(Beginning of Document text)

The Gold Rush of the 21st Century has some serious risks
Welcome to the Gold Rush of the 21st century. A time when everyone wants to get their hands on cryptocurrency. Some will even risk it all to be cryptocurrency “miners” – hoping to strike it rich.
Although mining is a multi-billion dollar industry, it isn’t for the faint-hearted
For the financially motivated, mining can be an extremely rewarding business. In a world of digital financial assets, which can be compared to bars of gold, mining can produce deep rewards.
Mining plays a huge role in the cryptocurrency ecosystem by verifying transactions on the cryptocurrency’s “blockchain”, a ledger that records transactions and ownership for all to see. Once a transaction has been verified, the rewards come rolling in.
Sounds simple right?
Wrong. Mining life isn’t always as easy as it seems. You need an extreme amount of computing power and an extremely fast network. Unfortunately, that’s not always quick to come by.
The amount of computing power needed has helped shape a new generation of malware, which uses the processing power of websites to mine for them. Cryptocurrency mining malware is far more lucrative for miners than sitting in a dark room mining manually.

(End of Document text)

* [Task list]:
A – According to the cryptocurrency mining article, what does a blockchain record?
B – Using the cryptocurrency mining article, explain why a new generation of malware has emerged.
C – Write the next part of the cryptocurrency mining article, starting after its last sentence.

(Beginning of Study material)

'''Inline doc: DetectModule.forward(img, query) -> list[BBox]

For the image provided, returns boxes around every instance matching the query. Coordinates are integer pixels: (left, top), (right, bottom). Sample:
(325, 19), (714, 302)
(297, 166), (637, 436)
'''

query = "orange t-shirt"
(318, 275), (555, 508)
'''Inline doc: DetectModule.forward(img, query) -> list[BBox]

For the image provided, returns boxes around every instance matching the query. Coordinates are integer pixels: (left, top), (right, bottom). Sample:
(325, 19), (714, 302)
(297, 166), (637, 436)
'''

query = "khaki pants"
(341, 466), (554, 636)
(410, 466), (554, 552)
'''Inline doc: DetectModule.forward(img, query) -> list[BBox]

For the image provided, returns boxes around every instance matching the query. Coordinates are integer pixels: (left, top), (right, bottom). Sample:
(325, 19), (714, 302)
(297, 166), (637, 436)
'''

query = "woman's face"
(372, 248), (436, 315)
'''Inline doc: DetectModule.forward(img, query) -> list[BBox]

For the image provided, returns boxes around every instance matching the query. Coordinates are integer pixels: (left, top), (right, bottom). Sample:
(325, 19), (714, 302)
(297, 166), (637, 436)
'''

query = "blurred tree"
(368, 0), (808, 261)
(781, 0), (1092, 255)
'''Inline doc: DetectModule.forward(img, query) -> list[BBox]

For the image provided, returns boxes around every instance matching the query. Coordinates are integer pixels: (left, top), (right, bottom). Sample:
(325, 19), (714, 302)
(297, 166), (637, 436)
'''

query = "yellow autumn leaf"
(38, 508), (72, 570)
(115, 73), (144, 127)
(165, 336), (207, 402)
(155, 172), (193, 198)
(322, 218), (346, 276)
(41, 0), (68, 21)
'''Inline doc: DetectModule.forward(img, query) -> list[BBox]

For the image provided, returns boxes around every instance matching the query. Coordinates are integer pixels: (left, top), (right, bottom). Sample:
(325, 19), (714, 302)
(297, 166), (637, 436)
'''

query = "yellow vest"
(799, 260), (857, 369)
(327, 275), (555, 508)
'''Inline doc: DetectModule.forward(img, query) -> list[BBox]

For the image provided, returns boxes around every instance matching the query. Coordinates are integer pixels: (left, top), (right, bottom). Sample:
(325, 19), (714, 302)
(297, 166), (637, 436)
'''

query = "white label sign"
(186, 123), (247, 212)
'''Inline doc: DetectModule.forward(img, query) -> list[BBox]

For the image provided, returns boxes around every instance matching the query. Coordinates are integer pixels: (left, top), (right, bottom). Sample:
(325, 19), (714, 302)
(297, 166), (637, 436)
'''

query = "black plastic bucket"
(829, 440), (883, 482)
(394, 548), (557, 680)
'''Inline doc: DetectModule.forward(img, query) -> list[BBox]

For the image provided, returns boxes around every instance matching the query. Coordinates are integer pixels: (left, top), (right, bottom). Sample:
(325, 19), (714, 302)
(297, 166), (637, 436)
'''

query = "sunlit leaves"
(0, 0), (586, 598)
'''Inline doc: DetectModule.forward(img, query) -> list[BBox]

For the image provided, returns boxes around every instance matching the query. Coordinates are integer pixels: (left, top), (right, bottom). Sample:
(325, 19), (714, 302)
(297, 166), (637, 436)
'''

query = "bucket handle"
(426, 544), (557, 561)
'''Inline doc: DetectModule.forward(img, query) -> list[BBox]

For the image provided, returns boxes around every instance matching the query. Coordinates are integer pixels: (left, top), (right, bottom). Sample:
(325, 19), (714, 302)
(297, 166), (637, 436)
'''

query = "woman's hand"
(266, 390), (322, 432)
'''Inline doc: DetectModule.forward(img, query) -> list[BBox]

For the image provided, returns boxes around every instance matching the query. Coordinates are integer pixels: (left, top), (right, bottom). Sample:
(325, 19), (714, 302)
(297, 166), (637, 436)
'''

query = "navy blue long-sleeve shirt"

(End of Study material)

* [Expected results]:
A – It records transactions and ownership for all to see.

B – Mining demands an enormous amount of computing power, and that need has helped shape malware that uses websites' processing power to mine for the miners. This is far more lucrative for them than mining manually.

C –
For mining criminals with control of an infected system, cryptocurrency mining can be done for free by outsourcing the energy costs and hardware demands to the victim that has the malware on their system.
In July 2014, researchers observed an unknown threat actor redirecting cryptocurrency miners’ connections to attacker-controlled mining pools and earning approximately $83,000 in about four months.
Mining malware has increasingly become a multi-faceted threat, as financially motivated threat actors have deployed it wherever they can generate the highest return on investment.
Miner’s ROI could be on your organization’s endpoints
Over 1.65 million endpoints have been infected by cryptocurrency mining software in 2017 and with that number so high, one or more of those endpoints could be on your organization’s network or worse a third-party’s network that works with your organization.
A strain of cryptocurrency malware was found on a Tennessee hospital’s Electronic Medical Record system. Hacking into the hospital’s EMR allowed the hackers to access patient names, addresses, social security numbers, birthdays, diagnosis and treatment data. A clear violation of HIPAA.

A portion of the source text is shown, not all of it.